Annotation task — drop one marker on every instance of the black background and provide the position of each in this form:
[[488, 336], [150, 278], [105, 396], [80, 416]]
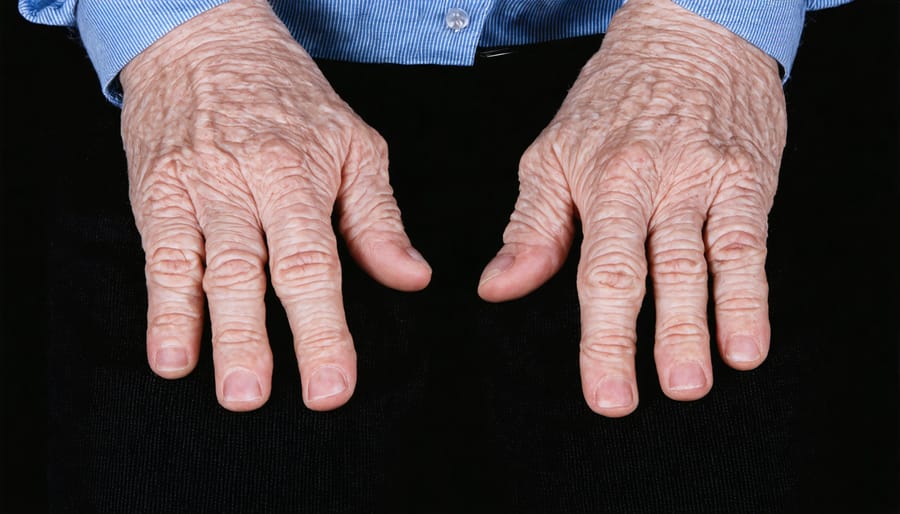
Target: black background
[[469, 410]]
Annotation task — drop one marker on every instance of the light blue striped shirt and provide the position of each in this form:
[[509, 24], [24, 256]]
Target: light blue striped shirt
[[404, 31]]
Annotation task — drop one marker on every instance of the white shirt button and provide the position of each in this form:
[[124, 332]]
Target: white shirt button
[[456, 19]]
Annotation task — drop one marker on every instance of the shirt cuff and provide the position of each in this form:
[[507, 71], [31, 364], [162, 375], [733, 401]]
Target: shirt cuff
[[114, 33], [773, 26]]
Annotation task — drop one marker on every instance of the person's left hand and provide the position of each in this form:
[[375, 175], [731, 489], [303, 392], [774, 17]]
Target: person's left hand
[[669, 141]]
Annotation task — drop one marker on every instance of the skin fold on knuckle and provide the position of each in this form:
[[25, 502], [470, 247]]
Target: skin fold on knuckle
[[322, 341], [234, 271], [736, 247], [173, 318], [678, 266], [373, 218], [174, 268], [298, 270], [738, 301], [235, 333], [682, 332], [612, 348]]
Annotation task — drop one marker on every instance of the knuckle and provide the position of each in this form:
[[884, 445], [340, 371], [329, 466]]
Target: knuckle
[[608, 348], [174, 267], [741, 246], [322, 339], [236, 335], [682, 333], [232, 269], [304, 266], [678, 265], [740, 303], [616, 276], [174, 320]]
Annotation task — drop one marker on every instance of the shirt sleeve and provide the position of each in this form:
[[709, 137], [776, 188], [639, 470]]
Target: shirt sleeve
[[773, 26], [114, 32]]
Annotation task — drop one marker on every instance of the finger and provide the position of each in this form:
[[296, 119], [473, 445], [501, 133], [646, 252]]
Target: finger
[[235, 285], [306, 275], [611, 284], [538, 236], [736, 251], [370, 219], [678, 270], [174, 270]]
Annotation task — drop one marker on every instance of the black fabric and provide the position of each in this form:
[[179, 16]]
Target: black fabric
[[462, 406]]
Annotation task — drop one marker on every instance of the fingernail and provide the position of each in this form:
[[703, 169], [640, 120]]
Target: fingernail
[[171, 359], [326, 381], [614, 392], [497, 266], [415, 255], [742, 349], [242, 386], [685, 376]]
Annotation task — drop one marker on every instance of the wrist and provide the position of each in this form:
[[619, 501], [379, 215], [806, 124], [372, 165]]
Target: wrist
[[234, 31], [681, 42]]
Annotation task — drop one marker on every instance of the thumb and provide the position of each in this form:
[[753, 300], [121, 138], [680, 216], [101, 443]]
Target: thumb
[[370, 219], [538, 236]]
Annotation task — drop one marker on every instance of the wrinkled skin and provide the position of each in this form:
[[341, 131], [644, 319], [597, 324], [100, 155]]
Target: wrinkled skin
[[667, 148], [238, 150]]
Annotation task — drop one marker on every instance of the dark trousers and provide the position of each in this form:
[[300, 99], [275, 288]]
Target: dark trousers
[[461, 405]]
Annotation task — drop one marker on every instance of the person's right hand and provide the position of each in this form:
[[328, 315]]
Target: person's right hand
[[238, 149]]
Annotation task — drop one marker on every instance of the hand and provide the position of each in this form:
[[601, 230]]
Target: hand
[[237, 150], [670, 142]]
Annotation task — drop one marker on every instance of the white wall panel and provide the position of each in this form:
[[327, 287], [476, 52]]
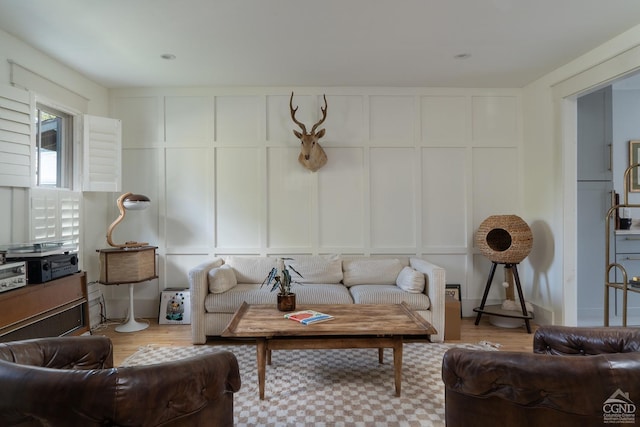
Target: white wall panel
[[239, 197], [341, 190], [480, 275], [141, 126], [290, 201], [408, 172], [444, 119], [177, 269], [279, 124], [189, 120], [188, 220], [444, 205], [392, 119], [495, 183], [495, 120], [239, 119], [345, 122], [393, 198]]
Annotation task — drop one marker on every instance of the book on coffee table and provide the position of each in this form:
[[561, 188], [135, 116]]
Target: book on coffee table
[[307, 317]]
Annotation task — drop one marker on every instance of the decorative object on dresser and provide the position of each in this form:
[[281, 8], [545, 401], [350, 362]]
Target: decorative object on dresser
[[312, 155], [505, 239]]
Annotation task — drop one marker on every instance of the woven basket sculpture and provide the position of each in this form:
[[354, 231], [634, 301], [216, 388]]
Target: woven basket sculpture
[[504, 239]]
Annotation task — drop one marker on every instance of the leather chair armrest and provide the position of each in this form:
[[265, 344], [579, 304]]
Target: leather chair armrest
[[564, 340], [123, 396], [575, 385], [178, 388], [86, 352]]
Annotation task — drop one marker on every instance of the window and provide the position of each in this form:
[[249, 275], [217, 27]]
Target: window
[[54, 142]]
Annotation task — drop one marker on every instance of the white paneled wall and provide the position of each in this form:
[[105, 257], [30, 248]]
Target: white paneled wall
[[410, 172]]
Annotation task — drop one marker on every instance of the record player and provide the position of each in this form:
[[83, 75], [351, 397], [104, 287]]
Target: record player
[[45, 261]]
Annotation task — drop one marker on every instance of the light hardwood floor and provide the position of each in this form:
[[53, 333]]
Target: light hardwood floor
[[125, 344]]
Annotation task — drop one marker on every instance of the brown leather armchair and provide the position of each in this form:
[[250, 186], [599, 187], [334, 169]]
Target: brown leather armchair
[[71, 381], [575, 377]]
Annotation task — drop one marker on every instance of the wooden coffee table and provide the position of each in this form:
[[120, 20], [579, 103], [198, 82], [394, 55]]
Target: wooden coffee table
[[354, 326]]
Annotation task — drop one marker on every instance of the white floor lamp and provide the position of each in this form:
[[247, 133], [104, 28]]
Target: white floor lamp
[[128, 263]]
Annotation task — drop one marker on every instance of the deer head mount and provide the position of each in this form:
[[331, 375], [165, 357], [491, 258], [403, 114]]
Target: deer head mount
[[312, 156]]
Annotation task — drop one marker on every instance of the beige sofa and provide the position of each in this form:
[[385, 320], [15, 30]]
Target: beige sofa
[[219, 286]]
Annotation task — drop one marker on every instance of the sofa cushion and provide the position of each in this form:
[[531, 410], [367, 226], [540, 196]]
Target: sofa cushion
[[410, 280], [388, 294], [321, 294], [370, 271], [316, 269], [222, 279], [228, 302], [251, 269]]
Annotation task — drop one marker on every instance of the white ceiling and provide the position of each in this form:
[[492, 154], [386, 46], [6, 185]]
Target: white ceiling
[[118, 43]]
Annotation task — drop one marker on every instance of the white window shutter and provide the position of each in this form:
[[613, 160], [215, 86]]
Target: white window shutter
[[55, 214], [102, 162], [16, 137]]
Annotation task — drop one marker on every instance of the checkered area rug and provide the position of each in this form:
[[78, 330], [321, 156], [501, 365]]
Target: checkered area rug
[[331, 387]]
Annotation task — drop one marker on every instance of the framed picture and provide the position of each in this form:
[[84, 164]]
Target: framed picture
[[634, 157], [453, 290]]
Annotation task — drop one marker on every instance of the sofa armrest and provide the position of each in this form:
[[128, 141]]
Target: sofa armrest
[[199, 287], [86, 352], [565, 340], [435, 277], [521, 382]]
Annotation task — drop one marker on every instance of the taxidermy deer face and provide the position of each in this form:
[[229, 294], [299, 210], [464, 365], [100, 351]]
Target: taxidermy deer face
[[312, 155]]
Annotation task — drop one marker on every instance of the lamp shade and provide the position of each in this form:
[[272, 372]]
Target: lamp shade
[[128, 201], [136, 202]]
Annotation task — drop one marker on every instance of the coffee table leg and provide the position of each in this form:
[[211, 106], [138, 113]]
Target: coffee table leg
[[397, 364], [261, 347]]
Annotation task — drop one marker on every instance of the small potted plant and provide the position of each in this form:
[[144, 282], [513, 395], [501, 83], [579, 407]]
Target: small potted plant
[[282, 282]]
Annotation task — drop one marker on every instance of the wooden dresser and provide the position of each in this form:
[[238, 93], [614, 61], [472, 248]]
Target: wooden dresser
[[55, 308]]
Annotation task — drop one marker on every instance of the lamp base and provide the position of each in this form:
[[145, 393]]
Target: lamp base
[[132, 326]]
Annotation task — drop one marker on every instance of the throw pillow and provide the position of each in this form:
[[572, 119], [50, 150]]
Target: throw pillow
[[410, 280], [221, 279], [316, 269], [371, 271], [251, 269]]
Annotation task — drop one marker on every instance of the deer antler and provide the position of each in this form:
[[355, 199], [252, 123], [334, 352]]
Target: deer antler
[[324, 115], [293, 116]]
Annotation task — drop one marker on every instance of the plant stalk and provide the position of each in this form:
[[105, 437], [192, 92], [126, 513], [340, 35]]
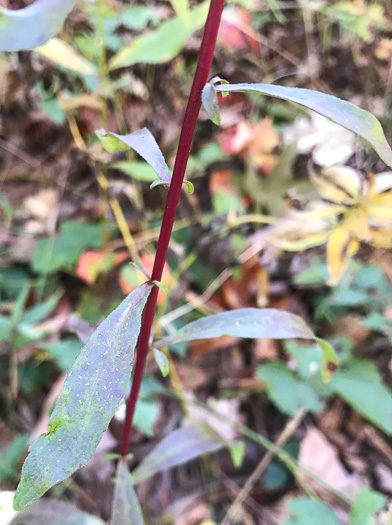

Problem to work on — Copy the stretch of entries from the line containing "the sofa armrest" through the line containing "[[397, 364], [261, 347]]", putting "table leg" in place of "coffee table leg" wherever it occurs and changing nothing else.

Written response —
Annotation task — drop one marker on every instance of the sofa armrest and provide the position of each in this form:
[[128, 141]]
Target: sofa armrest
[[199, 287], [86, 352], [565, 340], [435, 277], [521, 382]]
Annotation task — drop one marker on every instance of the taxidermy deer face and provide the position of each in this form:
[[229, 294], [299, 210], [464, 365], [100, 351]]
Target: taxidermy deer face
[[312, 155]]
Annotation task — drop one marker on every instance of the lamp shade and provide the position of each in this form:
[[272, 372]]
Target: lamp shade
[[128, 201], [136, 202]]
Annotation task — drop one marker on every instance of the table leg and provide the position of each in this form:
[[211, 106], [138, 113]]
Target: table leg
[[397, 364], [261, 347]]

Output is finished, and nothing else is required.